KURZE AUFGABE A –
Welche Ausstellung wollte Jürgen laut dem Text über Jürgen Kramer an diesem Freitag noch einleiten?

Die folgenden Tage waren sehr traurig. Viele äußerten sich im Netz. Mir kamen keine Worte. Ich bin von meiner Natur her schwer zu berühren, bin einfach nicht so tiefgängig (etwas, was mir oft Gedanken macht) - doch um Jürgen habe auch ich geweint.

So plötzlich war das gekommen. Diesen Freitag hatte er noch eine Beuys-Ausstellung in Bergkamen einleiten wollen. Er war aktiv mitten in seinem Fluss, seinem Fluxus. Und dann so herausgerissen. Er hatte es wohl ebensowenig kommen sehen, wie wir anderen.





Wer war Jürgen Kramer? Ein Künstler. Ja, das war er wirklich. Er stand für die Kunst. Er war die Kunst. Er lebte sie. Bedingungslos. Er meinte es ernst.

Wirkliche Ernsthaftigtkeit ist etwas so Seltenes und etwas doch so Wichtiges.

Jürgen zeigte Kunst, er erzählte Kunst, er focht für die Kunst unermüdlich immer neue Dispute, sie sind im Netz fast alle nachzulesen. Er bezog eindeutig und mit größter Überzeugung Position für die Kunst - und stieß damit oft auch auf Ablehnung und Gegenwehr. Bisweilen war das heftig. Manch einer stemmte sich mit Hohn und Spott, gar feindselig, gegen seine Worte, gegen einen, der unerwünschte Wahrheit kundttat. Doch im Grunde suchte Jürgen gerade auch zu provozieren, aufzurütteln. "Revolte" nannte er das.

Beispiele zur Punktmarkierung –
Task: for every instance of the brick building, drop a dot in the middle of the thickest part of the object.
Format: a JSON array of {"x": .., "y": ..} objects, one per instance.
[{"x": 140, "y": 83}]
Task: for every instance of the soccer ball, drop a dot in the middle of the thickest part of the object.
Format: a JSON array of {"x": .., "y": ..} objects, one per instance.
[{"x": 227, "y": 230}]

...

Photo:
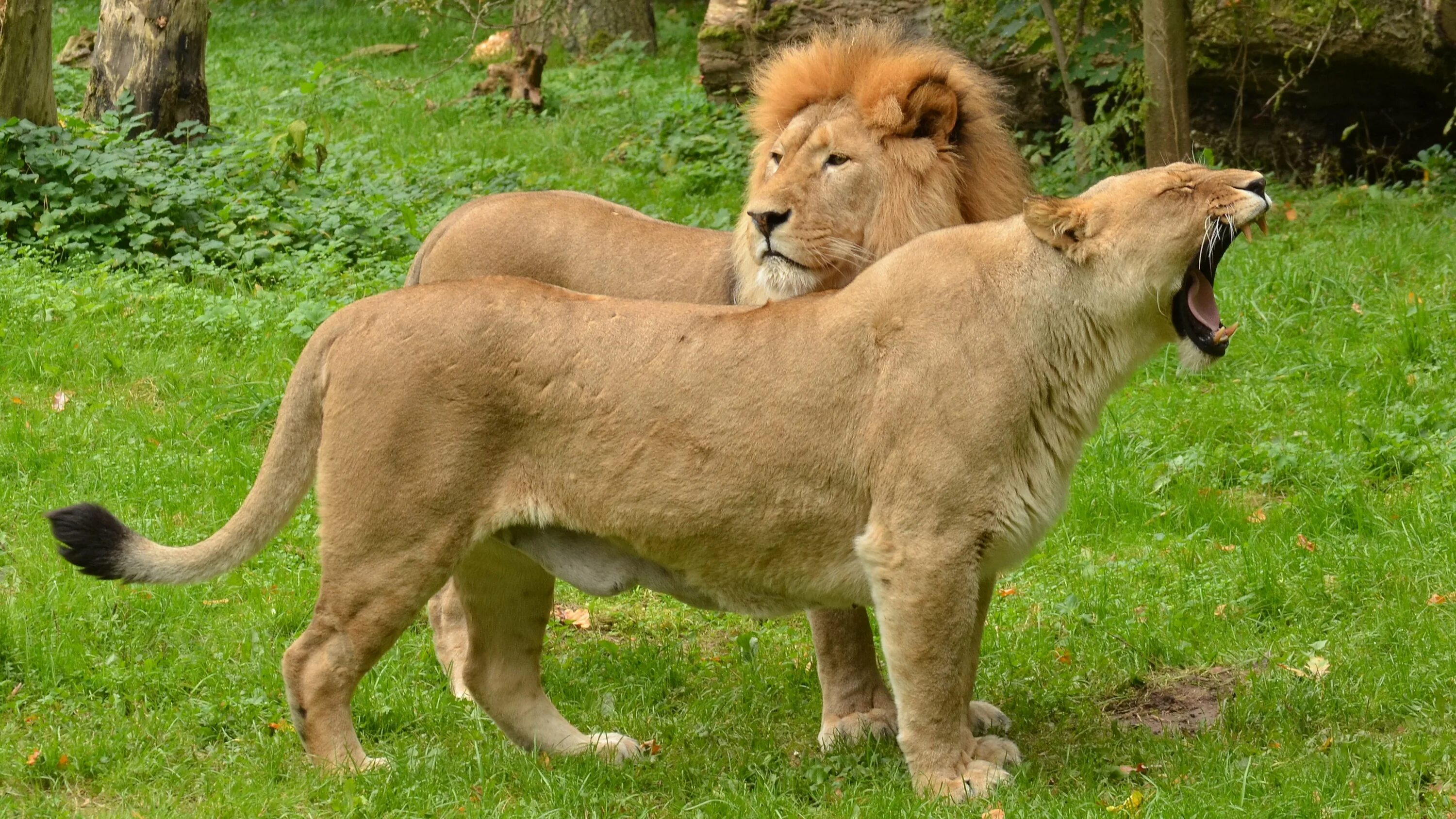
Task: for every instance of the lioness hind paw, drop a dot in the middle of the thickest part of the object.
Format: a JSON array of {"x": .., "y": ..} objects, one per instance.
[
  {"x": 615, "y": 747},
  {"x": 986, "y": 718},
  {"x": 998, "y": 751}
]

KURZE AUFGABE B –
Zähle, in wie vielen Zeilen der Datensätze die Zeichenfolge „drop“ vorkommt, und gib nur die Zahl an.

AUSGEARBEITETE LÖSUNG A –
Eine Beuys-Ausstellung in Bergkamen.

AUSGEARBEITETE LÖSUNG B –
3